Your objective:
Transcribe each line of the records below exactly, excluding any embedded images.

══ Data in this exercise

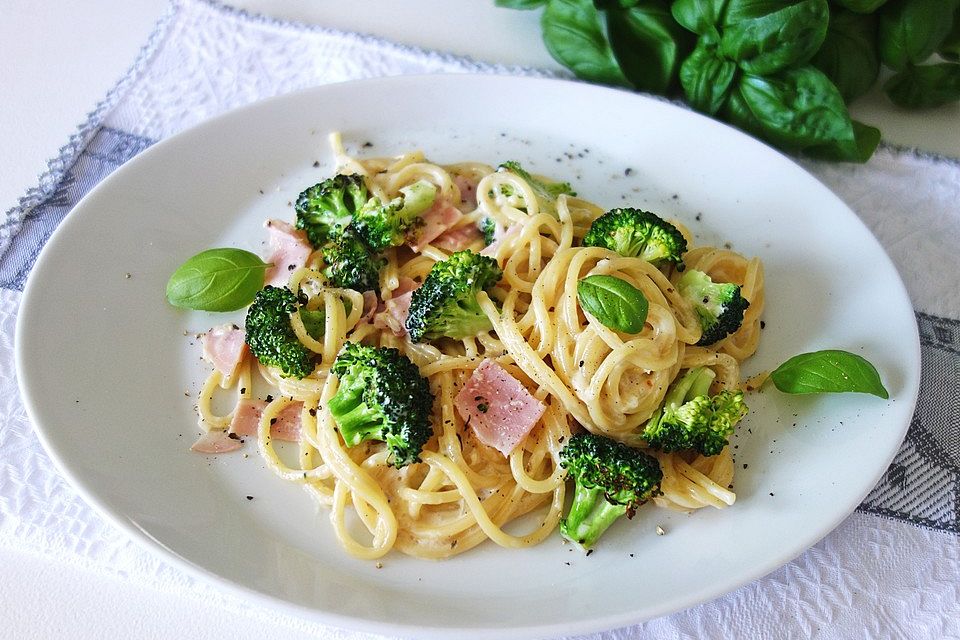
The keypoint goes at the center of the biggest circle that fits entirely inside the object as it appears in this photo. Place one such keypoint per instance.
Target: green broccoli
(638, 233)
(718, 305)
(546, 192)
(691, 419)
(445, 305)
(351, 264)
(611, 479)
(488, 229)
(270, 335)
(382, 396)
(315, 321)
(326, 208)
(390, 224)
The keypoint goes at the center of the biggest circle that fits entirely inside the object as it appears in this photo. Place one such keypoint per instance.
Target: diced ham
(289, 251)
(215, 442)
(369, 306)
(468, 191)
(459, 238)
(437, 219)
(394, 314)
(246, 420)
(497, 407)
(511, 232)
(404, 285)
(224, 347)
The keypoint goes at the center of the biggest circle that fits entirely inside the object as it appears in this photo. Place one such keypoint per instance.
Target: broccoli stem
(695, 382)
(590, 515)
(354, 418)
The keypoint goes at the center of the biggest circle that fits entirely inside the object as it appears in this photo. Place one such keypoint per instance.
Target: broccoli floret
(445, 305)
(691, 419)
(488, 228)
(546, 192)
(611, 479)
(315, 321)
(326, 208)
(637, 233)
(382, 396)
(390, 224)
(718, 305)
(351, 264)
(270, 334)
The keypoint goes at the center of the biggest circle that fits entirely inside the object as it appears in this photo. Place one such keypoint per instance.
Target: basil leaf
(699, 16)
(925, 86)
(766, 36)
(849, 54)
(574, 37)
(830, 371)
(519, 4)
(615, 303)
(706, 78)
(796, 109)
(647, 44)
(861, 6)
(911, 30)
(217, 280)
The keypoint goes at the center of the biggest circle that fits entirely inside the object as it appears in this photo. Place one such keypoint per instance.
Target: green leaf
(925, 86)
(912, 30)
(217, 280)
(706, 78)
(796, 109)
(615, 303)
(573, 34)
(648, 44)
(315, 321)
(861, 6)
(519, 4)
(830, 371)
(950, 47)
(766, 36)
(699, 16)
(849, 54)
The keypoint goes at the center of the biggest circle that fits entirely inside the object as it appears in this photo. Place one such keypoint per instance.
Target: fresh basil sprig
(217, 280)
(614, 302)
(829, 371)
(755, 62)
(849, 53)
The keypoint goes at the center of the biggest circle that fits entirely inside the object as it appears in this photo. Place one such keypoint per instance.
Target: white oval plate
(107, 393)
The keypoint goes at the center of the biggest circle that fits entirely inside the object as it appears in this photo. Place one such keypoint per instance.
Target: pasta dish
(558, 346)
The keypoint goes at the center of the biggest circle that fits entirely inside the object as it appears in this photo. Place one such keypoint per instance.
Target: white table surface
(60, 58)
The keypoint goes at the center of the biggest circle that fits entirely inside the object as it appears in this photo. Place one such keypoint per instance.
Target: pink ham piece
(497, 407)
(459, 238)
(224, 347)
(246, 420)
(215, 442)
(437, 219)
(369, 306)
(289, 251)
(511, 232)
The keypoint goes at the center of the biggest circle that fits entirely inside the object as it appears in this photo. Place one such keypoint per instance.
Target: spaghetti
(463, 492)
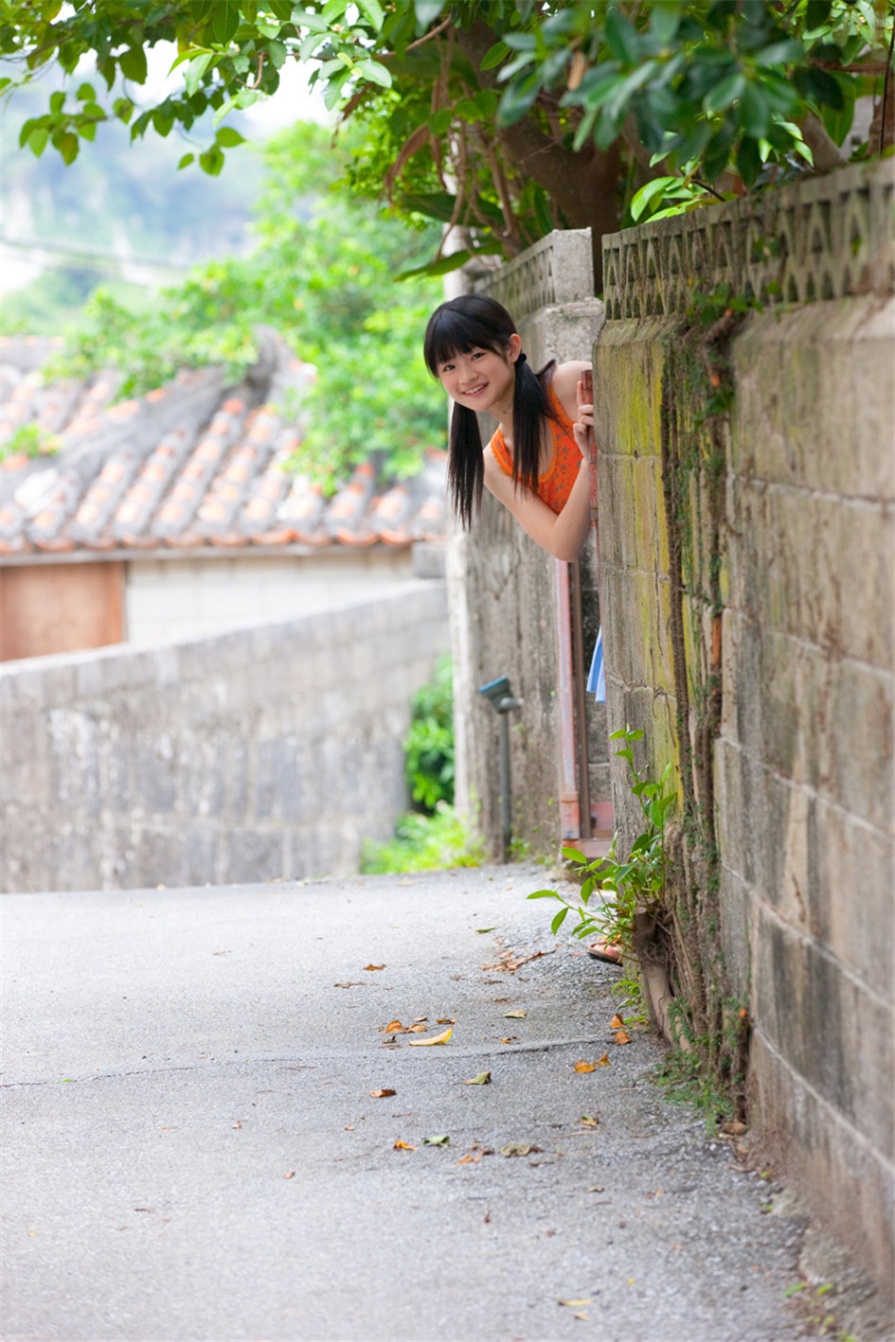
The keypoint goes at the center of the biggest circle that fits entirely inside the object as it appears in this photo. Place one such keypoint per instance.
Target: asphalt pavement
(195, 1146)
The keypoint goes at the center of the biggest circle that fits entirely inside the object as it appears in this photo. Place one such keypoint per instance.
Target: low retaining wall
(265, 753)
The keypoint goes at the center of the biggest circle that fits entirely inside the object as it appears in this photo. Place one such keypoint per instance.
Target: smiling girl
(537, 460)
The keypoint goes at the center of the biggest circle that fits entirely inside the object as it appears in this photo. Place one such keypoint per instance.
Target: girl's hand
(583, 427)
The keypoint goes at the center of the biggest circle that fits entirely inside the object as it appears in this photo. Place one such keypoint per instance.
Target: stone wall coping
(553, 271)
(823, 238)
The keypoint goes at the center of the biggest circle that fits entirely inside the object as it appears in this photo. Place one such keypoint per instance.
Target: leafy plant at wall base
(424, 843)
(428, 746)
(627, 887)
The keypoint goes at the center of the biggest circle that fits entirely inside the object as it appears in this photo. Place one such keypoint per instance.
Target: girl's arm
(560, 534)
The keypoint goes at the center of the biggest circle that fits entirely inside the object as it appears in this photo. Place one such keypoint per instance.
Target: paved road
(192, 1150)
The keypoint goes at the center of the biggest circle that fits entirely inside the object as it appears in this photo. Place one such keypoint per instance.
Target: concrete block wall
(265, 753)
(801, 762)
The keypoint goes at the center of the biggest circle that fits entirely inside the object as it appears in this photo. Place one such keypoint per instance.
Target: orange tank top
(556, 483)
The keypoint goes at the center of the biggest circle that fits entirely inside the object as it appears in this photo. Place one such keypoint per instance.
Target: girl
(537, 460)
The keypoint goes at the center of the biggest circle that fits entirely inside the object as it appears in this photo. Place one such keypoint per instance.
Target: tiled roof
(188, 466)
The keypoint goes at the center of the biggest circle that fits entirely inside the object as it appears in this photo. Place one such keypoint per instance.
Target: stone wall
(749, 566)
(265, 753)
(505, 591)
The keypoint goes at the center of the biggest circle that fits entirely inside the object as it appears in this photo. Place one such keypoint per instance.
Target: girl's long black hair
(459, 326)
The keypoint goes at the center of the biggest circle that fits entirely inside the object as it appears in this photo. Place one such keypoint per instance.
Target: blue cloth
(597, 678)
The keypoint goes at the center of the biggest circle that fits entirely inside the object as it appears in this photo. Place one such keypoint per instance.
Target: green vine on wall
(698, 395)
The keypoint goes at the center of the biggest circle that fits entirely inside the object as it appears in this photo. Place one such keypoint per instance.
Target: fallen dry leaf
(475, 1154)
(436, 1039)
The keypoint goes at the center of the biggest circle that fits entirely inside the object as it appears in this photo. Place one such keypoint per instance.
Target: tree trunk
(583, 185)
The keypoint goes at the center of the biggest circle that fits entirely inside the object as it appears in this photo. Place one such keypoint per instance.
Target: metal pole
(506, 824)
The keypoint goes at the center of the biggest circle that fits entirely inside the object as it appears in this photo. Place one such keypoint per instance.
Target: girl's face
(482, 379)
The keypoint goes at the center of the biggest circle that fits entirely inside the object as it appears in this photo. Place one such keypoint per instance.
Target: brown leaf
(436, 1039)
(577, 69)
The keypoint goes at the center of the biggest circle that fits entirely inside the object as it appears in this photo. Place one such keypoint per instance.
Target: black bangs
(468, 322)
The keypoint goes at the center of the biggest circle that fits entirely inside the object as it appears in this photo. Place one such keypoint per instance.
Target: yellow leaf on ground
(436, 1039)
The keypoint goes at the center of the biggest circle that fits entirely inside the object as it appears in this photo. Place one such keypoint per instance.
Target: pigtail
(530, 405)
(466, 465)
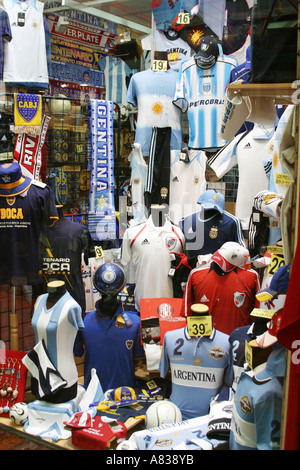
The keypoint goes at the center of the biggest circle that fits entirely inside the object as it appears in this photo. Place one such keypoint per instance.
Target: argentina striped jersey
(201, 93)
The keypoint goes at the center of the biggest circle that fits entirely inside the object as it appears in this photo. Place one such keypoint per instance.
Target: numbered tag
(248, 355)
(184, 157)
(160, 65)
(199, 325)
(275, 263)
(262, 312)
(183, 18)
(99, 252)
(282, 178)
(275, 250)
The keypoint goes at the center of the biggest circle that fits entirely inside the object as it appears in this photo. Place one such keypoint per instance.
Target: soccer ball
(19, 413)
(127, 445)
(109, 278)
(162, 412)
(124, 113)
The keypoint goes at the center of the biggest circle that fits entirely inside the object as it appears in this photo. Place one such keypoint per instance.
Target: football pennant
(27, 112)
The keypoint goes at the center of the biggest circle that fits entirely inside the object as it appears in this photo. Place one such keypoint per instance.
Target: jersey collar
(188, 337)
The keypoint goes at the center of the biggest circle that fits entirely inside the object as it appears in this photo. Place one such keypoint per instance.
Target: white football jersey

════

The response:
The keypoint goes at the center of the biggest circle that fits entirely inside the object as it appears in this photo. Place one such keypoint per instance.
Target: green broccoli
(638, 233)
(718, 305)
(546, 192)
(691, 419)
(445, 305)
(351, 264)
(611, 479)
(488, 229)
(270, 335)
(382, 396)
(315, 321)
(326, 208)
(390, 224)
The keypoint goes at the center of the biggest circle that fits entirely inside the object as it appears in this photo. Place one such keypoint per instance.
Target: diced ham
(289, 251)
(215, 442)
(369, 306)
(468, 191)
(459, 238)
(437, 219)
(394, 314)
(246, 420)
(497, 407)
(511, 232)
(404, 285)
(224, 347)
The keypoint goes at the center of the biggest circle that fits entirely inside the object as it appears in this photo. Place one such keypoint per instance.
Target: broccoli stem
(695, 382)
(590, 515)
(354, 418)
The keypoint goes at the center of the biggest circle that fits entirely inside the object as it appears in this photo. Place one such keypoint per instance.
Target: broccoli floret
(445, 305)
(691, 419)
(488, 228)
(546, 192)
(611, 479)
(315, 321)
(326, 208)
(637, 233)
(382, 396)
(390, 224)
(718, 305)
(351, 264)
(270, 334)
The keypoint goes at the center of the biggest circle that fits entirely inside the object as it appears in this photo. Place one such keypoint per instance.
Target: basil leaf
(699, 16)
(925, 86)
(766, 36)
(849, 54)
(574, 37)
(830, 371)
(519, 4)
(615, 303)
(706, 78)
(796, 109)
(647, 44)
(861, 6)
(911, 30)
(217, 280)
The keypoint goes at the center of the biggest circle that fits entirely inside the object as it appears in this photo. Place one such keypoint per instance.
Target: green leaf
(925, 86)
(912, 30)
(217, 280)
(706, 78)
(796, 109)
(615, 303)
(573, 34)
(648, 44)
(315, 321)
(861, 6)
(519, 4)
(830, 371)
(950, 47)
(766, 36)
(699, 16)
(849, 54)
The keypoint goes at the center of the biggest circle that fits entirely inside the object as it appears in this photo. Place one such keypoint per instance.
Target: fresh basil sprig
(217, 280)
(614, 302)
(829, 371)
(755, 62)
(849, 53)
The keypoint goes at the center of the biggest circle that fits entirely inside the object as it appears in this photo. Place one such keypoint per instance.
Target: white oval plate
(107, 393)
The keypoint goes at the center of the biggest circle that fits entirely inside the object as it appears in this photo. Place one such keypoint per instance.
Target: pasta dish
(558, 346)
The keypoint goes at the center of the biggest circle that fits entirely inside the object as it appears in this photo. Place one such keypoint per instance.
Target: white table surface
(60, 58)
The keypoint goes at the center of the biggest circle that fits entirely inside the object as it appears in this photo. Place one such keypoint per instance.
Target: pink ham piece
(497, 407)
(459, 238)
(224, 347)
(246, 420)
(215, 442)
(437, 219)
(369, 306)
(289, 251)
(511, 232)
The keypoint goes at the center of the biggest circle that fits entirely inside the object as it appears in this photo. Place one such keypoint per instance.
Target: spaghetti
(463, 492)
The keypoint goes at the center of the biggest circle that fits entirely inside the object as it appears in this photo. Place one such keypoint per instance.
Target: asphalt pavement
(195, 1146)
The keypoint goes at the center of the biggest circle that fits entirely inside the object as it appears in this photo. Place one such keypoint per instance.
Target: low retaining wall
(265, 753)
The keypoint goes at the center of the biggest circle that fits entirely inside the object as it appears in this photo. Place one such keypoint per instance.
Target: smiling girl
(537, 460)
The keypoint goes at the center of the biggest circle that fits entirely inside the object as it appears in this photo. Place one such keypoint per instance.
Target: girl's hand
(583, 427)
The keypoint goes at the center of the biggest circle that fits entirely inside the object as it appears in this photo. Place one such keypoint per instance.
Target: stone wall coping
(553, 271)
(823, 238)
The keypoint goes at the center of the biggest circle that fits entirely inside the object as it appears in this photo. Place one such keypoint per instance.
Target: leafy plant at wall base
(424, 843)
(428, 746)
(627, 887)
The keypoint goes at the center of the biggest circle that fits entirely inside the object as it appears in this photo. Place one such keypoint per instance.
Target: girl's arm
(560, 534)
The keypoint goes at the center of the biggest circle that fits entirely inside the object as it appears in this photo. Place one such keypoint per instance.
Target: paved road
(192, 1150)
The keypoint goes at the center of the biggest circle that fits entirely inside the object as it appears in this photo. Place one such keypoint per instance.
Target: concrete block wall
(265, 753)
(801, 762)
The keypoint goes at the center of the biggest circle that fits entirely inside the object as it appears in this photo. Place one such keypoint per instance.
Target: orange tank top
(556, 483)
The keypoint goes at the center of the biggest circle that fits entirely inside the object as it appears in this photo. Place one such keypoint per instance.
Target: girl
(537, 460)
The keypoint goes at the center of the biggest circle that fits entirely inside the object as it appears in this photo. Place one such keypoint per instance.
Target: tiled roof
(188, 466)
The keypoint goes at the center of the biggest circle that fits entirely inside the object as it appears in this photo. Place one such keypoint per instance.
Target: stone wall
(749, 566)
(265, 753)
(505, 591)
The keypoint goes at the center of the biggest circle that fits entirely inside the object as it appears in this photo. Place one such keypoint per instance.
Target: girl's long black hair
(459, 326)
The keypoint goes at the center of the biggest circle that fits entirely inside the object as it appears in this photo. Place one such keypoint per instance.
Target: blue cloth
(597, 678)
The keypoint goes at the center of the biggest circle that fits entirely inside the object as it appears in this photo. Place one such keypoint per instance.
Target: green vine on wall
(698, 395)
The keypoint goes at the center of the biggest circle that fits entirely inside the object as it appears in this photo. Place one such keypoint per instance.
Target: fallen dry leaf
(475, 1154)
(436, 1039)
The keypoint goes at the center of the biggest circle that fits entirely inside the object as it appears in this photo. Place one such keypoint per instance.
Target: tree trunk
(583, 185)
The keypoint goes at the center of the biggest circle that fits entirely inside the object as it appears in this photo. Place one such keypoint per instance.
Target: metal pole
(506, 824)
The keypoint goes at the center of the biggest circle that fits entirely inside the object as it appears in this photo. Place one such keypoint per instance.
Target: girl's face
(482, 379)
The keypoint goes at the center of the biggest circle that fits entirely inside the object as it appears in this photo. Place one such keypoint per instance.
Target: brown leaf
(436, 1039)
(577, 69)
The keypoint goes at the center of the biggest circle that fits entirely inside the object as it appears in this photo. Place one such keypoint per instance.
Target: black bangs
(468, 322)
The keypoint goes at the center of the biggest circle that fits entirely inside the object as it appears in this photo. Place one such keypoint per instance.
Target: yellow leaf on ground
(436, 1039)
The keypoint goes at the center of the biggest circle that fits entirely inside the object as it appears in this photo. Place one such keypoint per instance.
Target: pigtail
(530, 405)
(466, 465)
The keypoint goes at the center of the biggest circle that fits entirely inside the object as it appears in this photo. Place one such keypoint per instance.
Target: argentina striped jersey
(201, 93)
The keypoint goes at the center of the biggest circle that fits entirely inside the object as it appears in this photo. Place one such keypoint per instance.
Target: numbered tag
(248, 355)
(184, 157)
(160, 65)
(199, 325)
(275, 263)
(262, 312)
(183, 18)
(99, 252)
(282, 178)
(275, 250)
The keypoint goes at the center of the biggest circle that fits entirely inside the object as it appears in this photo. Place one such keypoint per instance.
Target: soccer ball
(19, 413)
(127, 445)
(109, 278)
(162, 412)
(124, 113)
The keypoint goes at the center of the biggest circle that fits entirely inside the object as it appears in this photo. Place one such keypoint per instance.
Target: football pennant
(27, 112)
The keypoint goes at the center of the biggest circle that fits entirely inside the object as it appears in this photo. Place one such keypoint per instance.
Target: jersey collar
(188, 337)
The keypoint goes at the center of the biggest circle that fits entirely inside the object as it appears in this photo. Place one such keypoint per instance.
Target: white football jersey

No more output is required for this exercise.